— Exercise description —
Transcribe only the part of the listing below that begins at the line containing "# test: mark the short" and runs to its final line, keeping both ends.

===== Stored records =====

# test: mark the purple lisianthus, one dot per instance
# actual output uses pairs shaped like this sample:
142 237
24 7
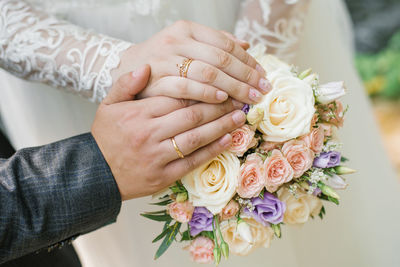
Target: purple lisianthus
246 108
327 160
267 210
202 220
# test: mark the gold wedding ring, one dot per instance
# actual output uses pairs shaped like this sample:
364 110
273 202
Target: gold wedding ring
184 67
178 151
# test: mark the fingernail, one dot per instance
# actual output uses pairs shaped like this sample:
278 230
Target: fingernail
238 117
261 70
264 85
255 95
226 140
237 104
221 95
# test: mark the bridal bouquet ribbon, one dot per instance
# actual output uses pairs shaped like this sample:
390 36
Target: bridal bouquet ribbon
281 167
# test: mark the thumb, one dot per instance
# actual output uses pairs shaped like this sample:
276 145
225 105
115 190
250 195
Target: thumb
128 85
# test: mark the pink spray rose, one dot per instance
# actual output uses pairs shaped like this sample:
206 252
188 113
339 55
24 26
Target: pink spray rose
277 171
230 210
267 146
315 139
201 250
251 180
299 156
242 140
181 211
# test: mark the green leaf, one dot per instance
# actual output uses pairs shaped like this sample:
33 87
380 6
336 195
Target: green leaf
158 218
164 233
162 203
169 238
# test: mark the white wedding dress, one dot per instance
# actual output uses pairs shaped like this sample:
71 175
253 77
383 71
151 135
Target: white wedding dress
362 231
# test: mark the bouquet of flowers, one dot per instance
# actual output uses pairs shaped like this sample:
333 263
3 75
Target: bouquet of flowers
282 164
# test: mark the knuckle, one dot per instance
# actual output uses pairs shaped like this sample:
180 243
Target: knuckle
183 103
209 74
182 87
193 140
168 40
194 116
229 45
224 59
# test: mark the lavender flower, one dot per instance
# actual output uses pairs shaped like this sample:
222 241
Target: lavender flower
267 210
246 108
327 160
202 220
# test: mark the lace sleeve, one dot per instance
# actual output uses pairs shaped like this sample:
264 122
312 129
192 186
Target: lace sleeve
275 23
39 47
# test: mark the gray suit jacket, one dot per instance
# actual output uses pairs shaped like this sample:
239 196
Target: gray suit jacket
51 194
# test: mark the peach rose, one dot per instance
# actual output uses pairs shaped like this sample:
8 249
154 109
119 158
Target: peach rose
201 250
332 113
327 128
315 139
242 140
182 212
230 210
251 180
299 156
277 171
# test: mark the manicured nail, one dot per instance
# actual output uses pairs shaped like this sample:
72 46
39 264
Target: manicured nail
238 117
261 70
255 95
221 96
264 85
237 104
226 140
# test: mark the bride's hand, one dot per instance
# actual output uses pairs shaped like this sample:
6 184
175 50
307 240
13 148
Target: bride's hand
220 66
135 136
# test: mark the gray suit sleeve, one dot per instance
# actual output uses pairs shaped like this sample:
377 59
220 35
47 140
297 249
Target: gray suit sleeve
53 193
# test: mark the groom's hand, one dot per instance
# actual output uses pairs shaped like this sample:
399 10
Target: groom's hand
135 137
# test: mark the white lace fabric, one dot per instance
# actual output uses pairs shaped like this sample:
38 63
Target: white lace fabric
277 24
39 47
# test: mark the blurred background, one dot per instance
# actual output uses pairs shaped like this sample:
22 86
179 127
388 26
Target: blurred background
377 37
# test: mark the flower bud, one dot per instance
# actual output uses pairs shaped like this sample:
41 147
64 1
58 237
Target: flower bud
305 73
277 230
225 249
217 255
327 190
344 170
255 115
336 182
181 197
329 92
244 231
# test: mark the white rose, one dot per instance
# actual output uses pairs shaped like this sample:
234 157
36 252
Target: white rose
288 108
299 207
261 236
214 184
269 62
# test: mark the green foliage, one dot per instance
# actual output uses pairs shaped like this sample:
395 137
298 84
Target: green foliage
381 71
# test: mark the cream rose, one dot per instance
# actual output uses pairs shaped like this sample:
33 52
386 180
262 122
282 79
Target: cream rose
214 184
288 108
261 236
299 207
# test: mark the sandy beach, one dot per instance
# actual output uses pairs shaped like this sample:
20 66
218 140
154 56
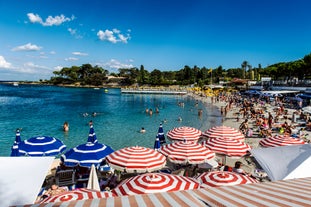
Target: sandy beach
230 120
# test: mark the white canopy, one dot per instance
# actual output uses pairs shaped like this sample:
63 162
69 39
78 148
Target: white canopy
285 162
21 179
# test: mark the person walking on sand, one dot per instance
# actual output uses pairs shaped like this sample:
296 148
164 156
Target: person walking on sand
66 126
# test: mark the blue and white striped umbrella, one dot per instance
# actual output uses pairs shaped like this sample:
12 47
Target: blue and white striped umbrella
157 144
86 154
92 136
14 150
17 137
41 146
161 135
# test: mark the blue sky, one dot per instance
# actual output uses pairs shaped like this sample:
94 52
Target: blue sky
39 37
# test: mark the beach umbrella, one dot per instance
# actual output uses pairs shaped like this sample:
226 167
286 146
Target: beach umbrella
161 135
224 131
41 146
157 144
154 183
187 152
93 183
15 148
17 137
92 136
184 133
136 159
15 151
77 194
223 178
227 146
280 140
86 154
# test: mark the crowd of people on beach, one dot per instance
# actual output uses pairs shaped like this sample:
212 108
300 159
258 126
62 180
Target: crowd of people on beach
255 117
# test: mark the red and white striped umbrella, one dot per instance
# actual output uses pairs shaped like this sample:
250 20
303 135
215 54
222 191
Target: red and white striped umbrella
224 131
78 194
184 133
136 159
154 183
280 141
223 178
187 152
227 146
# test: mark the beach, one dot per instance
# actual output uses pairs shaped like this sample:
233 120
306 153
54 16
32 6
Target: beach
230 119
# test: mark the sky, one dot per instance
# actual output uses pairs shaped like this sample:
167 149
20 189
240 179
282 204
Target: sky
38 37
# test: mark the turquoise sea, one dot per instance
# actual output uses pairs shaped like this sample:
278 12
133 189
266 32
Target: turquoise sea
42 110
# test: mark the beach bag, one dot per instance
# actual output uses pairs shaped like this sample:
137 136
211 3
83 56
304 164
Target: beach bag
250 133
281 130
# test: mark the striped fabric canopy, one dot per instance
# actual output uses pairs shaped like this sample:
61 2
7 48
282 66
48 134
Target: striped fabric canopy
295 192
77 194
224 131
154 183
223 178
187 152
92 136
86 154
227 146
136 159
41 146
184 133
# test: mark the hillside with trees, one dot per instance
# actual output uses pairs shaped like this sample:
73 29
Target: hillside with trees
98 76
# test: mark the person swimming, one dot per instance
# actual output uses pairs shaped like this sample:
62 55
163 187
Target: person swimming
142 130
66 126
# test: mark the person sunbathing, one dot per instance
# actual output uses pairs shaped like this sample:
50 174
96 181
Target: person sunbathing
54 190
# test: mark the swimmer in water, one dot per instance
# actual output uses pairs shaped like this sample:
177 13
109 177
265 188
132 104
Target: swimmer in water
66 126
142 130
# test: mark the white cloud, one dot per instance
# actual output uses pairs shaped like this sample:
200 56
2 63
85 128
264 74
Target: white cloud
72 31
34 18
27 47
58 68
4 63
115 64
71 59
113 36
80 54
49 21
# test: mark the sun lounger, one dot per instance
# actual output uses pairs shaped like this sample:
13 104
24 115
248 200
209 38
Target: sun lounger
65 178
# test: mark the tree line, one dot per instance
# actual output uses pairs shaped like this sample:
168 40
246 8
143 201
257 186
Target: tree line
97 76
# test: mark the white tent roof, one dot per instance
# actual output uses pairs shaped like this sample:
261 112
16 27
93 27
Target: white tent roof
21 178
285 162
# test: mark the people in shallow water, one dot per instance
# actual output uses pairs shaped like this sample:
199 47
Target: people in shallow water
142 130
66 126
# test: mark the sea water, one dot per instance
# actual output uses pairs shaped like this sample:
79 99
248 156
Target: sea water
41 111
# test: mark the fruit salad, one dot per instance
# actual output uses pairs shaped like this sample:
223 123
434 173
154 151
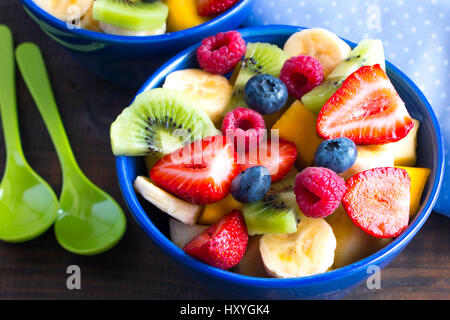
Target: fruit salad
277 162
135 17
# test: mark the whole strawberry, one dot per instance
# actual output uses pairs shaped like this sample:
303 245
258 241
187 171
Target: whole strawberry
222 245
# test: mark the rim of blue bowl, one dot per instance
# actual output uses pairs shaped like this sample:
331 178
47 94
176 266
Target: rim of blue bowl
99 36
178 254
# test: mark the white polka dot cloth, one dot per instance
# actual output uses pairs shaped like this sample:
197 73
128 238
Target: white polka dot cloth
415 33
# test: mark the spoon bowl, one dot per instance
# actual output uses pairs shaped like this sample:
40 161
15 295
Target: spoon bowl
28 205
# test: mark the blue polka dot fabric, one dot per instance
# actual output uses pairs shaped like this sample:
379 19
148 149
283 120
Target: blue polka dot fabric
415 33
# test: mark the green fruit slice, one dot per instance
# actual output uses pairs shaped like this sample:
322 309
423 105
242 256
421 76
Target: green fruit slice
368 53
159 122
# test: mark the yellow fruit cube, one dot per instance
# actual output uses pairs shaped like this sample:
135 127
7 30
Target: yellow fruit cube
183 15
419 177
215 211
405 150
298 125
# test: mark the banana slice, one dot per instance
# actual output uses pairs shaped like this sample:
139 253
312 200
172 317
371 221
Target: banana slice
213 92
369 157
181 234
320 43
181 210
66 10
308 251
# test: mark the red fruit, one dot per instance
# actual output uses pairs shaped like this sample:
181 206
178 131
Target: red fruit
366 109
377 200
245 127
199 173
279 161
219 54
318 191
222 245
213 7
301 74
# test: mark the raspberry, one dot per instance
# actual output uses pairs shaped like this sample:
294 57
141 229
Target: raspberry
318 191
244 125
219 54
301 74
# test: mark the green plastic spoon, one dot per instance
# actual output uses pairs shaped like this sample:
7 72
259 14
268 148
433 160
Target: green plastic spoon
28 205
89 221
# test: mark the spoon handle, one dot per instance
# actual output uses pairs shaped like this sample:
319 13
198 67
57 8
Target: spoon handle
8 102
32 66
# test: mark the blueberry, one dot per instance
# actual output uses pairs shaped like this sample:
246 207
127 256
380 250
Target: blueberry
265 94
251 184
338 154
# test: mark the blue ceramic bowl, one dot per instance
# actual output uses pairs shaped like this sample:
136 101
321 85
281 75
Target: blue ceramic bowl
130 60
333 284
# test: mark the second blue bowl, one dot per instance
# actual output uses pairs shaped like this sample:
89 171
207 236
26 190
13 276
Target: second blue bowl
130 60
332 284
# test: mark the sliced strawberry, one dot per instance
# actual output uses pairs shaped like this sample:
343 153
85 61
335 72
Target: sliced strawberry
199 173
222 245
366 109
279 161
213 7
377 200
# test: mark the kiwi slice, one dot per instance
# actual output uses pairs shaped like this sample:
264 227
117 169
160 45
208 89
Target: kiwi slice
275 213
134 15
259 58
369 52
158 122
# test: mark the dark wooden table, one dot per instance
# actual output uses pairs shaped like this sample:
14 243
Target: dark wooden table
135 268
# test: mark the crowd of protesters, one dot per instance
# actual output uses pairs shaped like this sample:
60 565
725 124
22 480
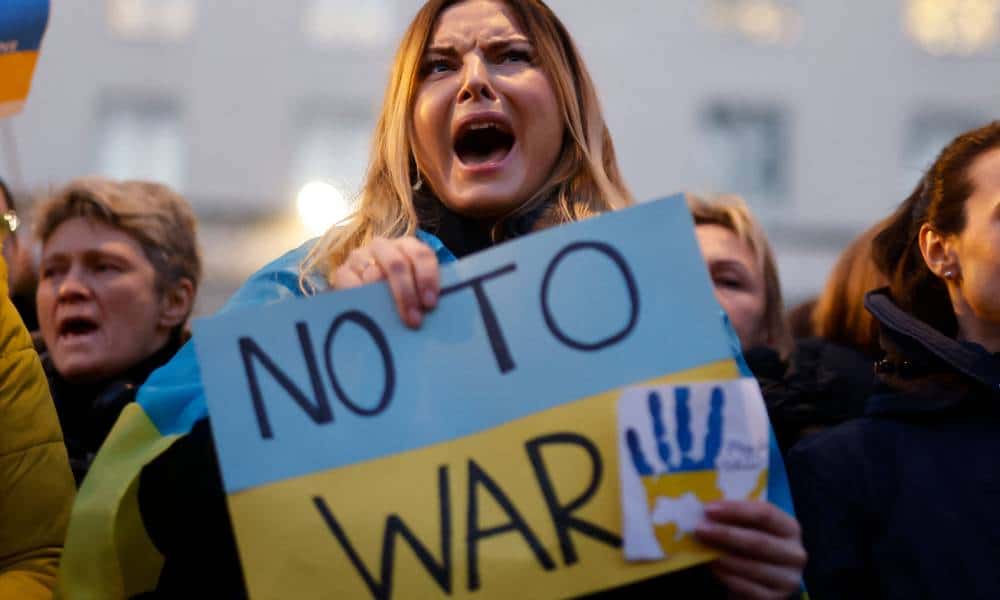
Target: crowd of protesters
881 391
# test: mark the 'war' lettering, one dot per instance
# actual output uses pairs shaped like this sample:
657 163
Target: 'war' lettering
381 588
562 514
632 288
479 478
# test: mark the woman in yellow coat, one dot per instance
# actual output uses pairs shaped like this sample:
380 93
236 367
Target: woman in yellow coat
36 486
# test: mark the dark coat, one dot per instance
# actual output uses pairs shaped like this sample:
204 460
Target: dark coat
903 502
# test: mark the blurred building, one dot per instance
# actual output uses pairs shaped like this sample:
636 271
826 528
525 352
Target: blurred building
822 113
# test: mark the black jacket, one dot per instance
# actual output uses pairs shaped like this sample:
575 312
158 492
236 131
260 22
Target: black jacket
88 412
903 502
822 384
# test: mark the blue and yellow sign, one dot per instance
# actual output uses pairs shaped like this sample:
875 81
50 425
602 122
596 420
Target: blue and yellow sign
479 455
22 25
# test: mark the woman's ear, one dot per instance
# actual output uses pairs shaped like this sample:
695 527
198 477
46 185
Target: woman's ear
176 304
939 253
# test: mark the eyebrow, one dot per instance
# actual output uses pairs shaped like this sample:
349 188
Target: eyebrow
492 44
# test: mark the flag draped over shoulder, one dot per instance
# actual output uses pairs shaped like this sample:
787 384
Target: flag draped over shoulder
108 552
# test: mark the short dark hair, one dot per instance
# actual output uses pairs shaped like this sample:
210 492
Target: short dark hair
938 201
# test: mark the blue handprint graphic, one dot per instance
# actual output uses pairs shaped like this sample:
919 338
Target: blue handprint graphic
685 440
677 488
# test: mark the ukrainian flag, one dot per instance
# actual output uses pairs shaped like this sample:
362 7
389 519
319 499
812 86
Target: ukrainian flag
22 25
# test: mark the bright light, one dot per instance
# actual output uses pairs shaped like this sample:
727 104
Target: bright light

=====

— Exercise solution —
# test: mark the short dark hair, one dot per instance
# actual output uses pairs shaped like this sample:
210 492
Target: short dark hair
938 201
# test: mark the blue handprint graphic, one dot per instance
# actual output uses pairs shaped like this sample:
919 338
Target: blue handprint graphic
685 440
677 488
# test: mark the ukrainian flag, one dot per instance
# actual output uses pairs shaped like this sample:
362 7
389 519
319 499
812 86
Target: ukrainian flag
22 25
# test: mark the bright light, one dot per instance
# actual output uses pairs shaped like this sample:
727 104
Target: bright light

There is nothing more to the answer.